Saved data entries
:::
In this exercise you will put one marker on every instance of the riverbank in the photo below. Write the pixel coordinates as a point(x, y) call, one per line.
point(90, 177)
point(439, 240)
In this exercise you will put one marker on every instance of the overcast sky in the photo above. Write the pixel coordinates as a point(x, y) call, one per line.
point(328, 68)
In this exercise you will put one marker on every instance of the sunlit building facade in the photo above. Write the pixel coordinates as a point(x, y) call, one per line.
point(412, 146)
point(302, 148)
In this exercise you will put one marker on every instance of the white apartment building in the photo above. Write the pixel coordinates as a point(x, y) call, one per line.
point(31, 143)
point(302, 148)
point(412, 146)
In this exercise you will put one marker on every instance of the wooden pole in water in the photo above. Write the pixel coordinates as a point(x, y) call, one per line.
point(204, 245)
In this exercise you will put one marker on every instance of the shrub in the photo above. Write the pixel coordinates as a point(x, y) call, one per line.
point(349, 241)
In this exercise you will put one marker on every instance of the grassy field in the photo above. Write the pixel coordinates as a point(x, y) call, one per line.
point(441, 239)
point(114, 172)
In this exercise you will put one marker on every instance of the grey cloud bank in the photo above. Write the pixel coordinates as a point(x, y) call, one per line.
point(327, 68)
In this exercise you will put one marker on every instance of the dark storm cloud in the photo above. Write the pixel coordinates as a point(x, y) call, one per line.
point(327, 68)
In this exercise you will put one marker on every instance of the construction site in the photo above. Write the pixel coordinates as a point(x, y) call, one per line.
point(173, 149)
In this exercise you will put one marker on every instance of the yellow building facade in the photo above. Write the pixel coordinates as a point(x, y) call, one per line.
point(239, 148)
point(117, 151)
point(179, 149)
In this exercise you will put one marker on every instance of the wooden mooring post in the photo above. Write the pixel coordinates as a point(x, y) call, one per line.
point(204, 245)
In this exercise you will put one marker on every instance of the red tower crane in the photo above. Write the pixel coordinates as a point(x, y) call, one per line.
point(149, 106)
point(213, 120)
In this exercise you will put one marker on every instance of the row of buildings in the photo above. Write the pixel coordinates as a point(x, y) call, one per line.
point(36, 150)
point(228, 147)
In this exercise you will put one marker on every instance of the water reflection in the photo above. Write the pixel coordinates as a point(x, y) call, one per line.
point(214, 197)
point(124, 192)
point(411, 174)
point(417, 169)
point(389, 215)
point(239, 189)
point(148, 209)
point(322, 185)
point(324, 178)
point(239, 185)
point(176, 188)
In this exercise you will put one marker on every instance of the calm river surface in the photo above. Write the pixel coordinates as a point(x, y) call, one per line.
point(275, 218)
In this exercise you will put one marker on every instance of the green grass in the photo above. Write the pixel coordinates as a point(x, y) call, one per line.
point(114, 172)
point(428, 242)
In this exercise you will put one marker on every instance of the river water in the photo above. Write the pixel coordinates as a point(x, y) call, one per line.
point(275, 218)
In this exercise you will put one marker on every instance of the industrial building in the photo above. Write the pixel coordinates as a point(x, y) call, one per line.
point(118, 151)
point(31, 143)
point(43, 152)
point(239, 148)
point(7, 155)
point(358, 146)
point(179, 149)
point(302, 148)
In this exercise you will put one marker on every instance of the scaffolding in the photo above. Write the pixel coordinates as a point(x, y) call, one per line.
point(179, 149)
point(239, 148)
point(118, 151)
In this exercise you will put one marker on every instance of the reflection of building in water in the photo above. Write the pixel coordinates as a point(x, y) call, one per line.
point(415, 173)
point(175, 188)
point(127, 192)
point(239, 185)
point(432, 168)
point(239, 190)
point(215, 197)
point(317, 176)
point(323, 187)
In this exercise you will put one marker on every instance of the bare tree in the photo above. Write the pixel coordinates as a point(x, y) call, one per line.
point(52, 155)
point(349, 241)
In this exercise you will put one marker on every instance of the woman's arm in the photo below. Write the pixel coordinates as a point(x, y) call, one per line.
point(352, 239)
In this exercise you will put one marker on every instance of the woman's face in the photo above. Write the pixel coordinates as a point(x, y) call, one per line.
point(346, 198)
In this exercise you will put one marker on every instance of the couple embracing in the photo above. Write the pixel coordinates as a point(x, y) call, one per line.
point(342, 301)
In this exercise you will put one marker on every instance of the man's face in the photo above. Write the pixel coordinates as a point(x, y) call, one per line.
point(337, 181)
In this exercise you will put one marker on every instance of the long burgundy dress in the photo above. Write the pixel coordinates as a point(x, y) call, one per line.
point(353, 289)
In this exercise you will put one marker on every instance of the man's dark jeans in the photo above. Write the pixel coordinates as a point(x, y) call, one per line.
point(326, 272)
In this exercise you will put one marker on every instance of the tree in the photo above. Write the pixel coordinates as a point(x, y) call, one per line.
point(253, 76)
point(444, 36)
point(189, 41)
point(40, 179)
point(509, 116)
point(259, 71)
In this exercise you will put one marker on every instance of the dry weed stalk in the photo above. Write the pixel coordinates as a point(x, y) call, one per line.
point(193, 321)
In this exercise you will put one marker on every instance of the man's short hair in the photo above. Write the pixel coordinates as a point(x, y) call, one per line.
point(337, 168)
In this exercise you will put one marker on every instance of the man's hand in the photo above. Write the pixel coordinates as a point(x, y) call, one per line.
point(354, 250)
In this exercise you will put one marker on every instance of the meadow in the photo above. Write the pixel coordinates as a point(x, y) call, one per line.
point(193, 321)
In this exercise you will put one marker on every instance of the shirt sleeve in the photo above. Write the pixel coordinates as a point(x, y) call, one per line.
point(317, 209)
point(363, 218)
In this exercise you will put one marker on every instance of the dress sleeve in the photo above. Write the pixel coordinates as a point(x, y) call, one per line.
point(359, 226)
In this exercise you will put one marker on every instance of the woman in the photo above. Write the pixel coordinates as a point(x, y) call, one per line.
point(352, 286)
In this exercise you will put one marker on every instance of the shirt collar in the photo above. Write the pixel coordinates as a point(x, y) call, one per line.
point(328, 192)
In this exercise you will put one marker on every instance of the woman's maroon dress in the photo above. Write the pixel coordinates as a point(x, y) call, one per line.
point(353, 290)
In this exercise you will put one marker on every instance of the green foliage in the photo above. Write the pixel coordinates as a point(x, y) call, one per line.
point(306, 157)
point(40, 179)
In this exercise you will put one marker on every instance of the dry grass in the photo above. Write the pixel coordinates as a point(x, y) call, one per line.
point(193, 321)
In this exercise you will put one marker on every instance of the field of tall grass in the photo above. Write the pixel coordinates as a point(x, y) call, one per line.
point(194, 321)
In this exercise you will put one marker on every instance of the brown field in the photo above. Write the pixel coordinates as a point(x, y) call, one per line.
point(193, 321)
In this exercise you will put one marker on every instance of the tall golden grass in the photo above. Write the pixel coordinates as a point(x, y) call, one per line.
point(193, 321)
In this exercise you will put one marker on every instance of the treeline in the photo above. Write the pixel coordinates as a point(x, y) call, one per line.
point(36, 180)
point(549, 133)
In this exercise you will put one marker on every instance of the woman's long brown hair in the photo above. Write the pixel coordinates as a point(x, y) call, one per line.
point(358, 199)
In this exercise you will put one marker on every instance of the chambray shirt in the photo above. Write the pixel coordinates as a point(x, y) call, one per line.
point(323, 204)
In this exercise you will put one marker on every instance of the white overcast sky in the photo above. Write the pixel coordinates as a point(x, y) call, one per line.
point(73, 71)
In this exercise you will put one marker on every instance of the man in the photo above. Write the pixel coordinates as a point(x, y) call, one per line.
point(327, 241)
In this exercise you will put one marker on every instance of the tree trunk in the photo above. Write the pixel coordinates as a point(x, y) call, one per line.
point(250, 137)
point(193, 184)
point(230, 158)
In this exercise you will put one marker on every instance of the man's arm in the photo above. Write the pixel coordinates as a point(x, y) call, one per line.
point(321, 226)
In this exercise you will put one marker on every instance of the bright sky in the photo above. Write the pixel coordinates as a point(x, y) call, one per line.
:::
• Requirement
Starting at the line that contains "the tree trunk" and ending at the last line of the data, repeat each line exactly; include nothing else.

• Reply
In this exercise you will put one marker on every instance of the tree trunk in the photo above. Write the pixel coordinates as a point(x, y) call, one per line.
point(250, 137)
point(193, 184)
point(230, 158)
In this exercise you will put one marker on every instance of the man's arm in the photo above. Write the pixel coordinates as a point(x, y) call, one per line.
point(321, 226)
In this exercise you will put one marker on every instance of the bright sky in the photo above. Write the pixel coordinates as a point(x, y) call, one per line.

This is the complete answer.